── Task input ──
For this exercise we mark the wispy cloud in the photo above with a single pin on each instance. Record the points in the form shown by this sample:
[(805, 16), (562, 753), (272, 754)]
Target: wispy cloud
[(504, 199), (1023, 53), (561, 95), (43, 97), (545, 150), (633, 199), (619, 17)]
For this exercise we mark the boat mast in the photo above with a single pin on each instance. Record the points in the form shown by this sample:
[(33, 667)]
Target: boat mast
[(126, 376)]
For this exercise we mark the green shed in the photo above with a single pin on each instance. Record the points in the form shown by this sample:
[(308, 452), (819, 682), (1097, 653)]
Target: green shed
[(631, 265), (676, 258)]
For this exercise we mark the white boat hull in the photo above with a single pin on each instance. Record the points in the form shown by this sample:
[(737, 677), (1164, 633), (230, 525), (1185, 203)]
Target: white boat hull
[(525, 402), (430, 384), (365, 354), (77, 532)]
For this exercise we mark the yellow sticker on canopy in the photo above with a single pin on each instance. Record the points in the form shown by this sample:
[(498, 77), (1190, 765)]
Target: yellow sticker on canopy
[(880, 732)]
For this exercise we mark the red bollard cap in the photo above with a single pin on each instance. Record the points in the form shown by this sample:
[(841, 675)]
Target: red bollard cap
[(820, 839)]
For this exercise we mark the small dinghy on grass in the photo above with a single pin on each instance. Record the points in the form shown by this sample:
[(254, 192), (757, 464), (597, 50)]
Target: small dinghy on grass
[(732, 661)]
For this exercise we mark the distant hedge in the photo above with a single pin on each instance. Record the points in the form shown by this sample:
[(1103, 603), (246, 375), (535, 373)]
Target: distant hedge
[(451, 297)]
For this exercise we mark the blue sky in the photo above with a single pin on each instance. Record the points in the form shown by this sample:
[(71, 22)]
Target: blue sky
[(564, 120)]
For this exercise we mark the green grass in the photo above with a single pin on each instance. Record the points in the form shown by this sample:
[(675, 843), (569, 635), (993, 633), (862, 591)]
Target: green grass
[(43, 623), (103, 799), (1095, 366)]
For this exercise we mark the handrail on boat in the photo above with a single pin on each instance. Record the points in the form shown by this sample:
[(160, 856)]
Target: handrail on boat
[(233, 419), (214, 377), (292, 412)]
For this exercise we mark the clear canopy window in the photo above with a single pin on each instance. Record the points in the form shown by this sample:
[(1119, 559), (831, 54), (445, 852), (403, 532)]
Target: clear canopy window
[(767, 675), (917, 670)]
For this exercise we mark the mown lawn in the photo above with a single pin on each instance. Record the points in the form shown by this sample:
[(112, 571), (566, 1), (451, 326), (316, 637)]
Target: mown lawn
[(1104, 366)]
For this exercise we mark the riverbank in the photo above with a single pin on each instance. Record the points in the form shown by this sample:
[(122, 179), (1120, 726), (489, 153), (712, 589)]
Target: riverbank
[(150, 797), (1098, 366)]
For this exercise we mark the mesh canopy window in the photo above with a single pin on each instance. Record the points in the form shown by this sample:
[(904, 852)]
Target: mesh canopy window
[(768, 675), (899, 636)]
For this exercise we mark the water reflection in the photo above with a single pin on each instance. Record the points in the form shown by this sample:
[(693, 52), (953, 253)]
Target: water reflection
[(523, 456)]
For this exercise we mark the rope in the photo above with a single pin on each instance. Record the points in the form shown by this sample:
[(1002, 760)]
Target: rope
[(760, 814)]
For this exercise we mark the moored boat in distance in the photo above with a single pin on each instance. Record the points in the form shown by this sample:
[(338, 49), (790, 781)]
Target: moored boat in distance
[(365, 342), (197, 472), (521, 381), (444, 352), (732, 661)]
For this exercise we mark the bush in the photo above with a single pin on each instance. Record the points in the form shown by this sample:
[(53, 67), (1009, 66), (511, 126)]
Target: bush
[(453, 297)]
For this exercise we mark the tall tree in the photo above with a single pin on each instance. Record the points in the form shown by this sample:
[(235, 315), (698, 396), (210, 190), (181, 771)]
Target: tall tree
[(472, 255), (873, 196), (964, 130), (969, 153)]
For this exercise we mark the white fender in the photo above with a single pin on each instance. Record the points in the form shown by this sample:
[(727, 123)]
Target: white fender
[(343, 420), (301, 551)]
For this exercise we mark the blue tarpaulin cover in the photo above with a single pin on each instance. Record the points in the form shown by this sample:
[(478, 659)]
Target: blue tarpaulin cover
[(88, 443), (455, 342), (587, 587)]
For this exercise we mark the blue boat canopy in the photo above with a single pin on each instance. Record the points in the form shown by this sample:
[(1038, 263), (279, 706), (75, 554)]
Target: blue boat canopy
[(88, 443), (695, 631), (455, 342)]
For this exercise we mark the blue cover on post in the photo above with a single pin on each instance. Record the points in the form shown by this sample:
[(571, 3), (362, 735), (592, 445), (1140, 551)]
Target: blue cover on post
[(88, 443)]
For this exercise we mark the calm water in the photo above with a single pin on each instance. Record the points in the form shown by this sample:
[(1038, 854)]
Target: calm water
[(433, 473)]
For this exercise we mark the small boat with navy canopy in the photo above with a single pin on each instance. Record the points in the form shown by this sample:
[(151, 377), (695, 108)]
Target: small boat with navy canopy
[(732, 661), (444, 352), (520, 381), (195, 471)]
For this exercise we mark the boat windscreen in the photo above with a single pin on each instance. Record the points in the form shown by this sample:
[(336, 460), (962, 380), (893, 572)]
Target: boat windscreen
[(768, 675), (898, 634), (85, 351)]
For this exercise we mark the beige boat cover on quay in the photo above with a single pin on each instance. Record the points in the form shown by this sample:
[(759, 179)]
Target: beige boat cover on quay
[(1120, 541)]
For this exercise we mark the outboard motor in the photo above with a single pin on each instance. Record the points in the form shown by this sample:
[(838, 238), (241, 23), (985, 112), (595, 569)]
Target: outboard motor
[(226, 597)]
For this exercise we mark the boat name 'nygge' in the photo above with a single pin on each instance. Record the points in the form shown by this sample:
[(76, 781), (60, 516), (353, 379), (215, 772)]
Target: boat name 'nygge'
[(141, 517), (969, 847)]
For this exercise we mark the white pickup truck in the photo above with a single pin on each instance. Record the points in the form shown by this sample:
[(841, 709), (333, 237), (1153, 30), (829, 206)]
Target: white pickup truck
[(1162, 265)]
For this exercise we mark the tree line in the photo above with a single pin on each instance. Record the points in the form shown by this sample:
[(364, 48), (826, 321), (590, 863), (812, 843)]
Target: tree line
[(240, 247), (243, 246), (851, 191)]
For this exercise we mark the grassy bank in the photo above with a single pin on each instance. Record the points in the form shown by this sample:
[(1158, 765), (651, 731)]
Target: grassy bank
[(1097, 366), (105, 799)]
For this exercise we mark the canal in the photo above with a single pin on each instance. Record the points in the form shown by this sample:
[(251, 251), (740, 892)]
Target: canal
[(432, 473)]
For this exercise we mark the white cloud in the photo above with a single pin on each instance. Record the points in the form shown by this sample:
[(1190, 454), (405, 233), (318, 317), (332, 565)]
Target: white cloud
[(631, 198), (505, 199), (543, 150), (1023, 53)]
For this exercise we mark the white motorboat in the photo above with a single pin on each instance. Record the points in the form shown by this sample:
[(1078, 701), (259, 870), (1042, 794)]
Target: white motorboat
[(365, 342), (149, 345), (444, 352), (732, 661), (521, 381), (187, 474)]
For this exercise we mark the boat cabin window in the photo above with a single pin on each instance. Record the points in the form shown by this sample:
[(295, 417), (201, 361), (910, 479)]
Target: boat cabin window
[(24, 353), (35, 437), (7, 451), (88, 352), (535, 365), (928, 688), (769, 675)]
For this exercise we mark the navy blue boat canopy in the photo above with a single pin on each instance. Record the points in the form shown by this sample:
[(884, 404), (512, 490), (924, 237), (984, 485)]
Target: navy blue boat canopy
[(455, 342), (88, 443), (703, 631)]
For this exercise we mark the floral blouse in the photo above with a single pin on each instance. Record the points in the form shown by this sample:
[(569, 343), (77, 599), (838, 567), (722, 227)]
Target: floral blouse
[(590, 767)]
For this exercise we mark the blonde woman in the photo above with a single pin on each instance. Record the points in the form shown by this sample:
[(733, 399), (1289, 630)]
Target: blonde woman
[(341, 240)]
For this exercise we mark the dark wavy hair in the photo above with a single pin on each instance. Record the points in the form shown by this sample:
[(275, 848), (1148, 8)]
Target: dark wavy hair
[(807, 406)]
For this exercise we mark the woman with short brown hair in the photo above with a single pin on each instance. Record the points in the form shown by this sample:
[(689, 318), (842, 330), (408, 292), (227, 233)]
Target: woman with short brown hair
───
I'd like the lines above from the one with "[(1038, 854)]" up to and including the one with "For this exercise we mark the boat windscreen" copied exactly, with no other lines.

## Solution to the exercise
[(1038, 854)]
Target: calm water
[(433, 473)]
For this exercise we mark the small boat with navy canopy in the photo above with a single pin on each instance. Record the points in the form shown by this sample:
[(151, 377), (695, 108)]
Target: small boat with navy canopy
[(732, 661), (444, 352), (520, 381), (195, 471)]
For this exercise we mark the boat windscreen in the photo above with a single pin on each instance. Record the points in the form shown by this sample:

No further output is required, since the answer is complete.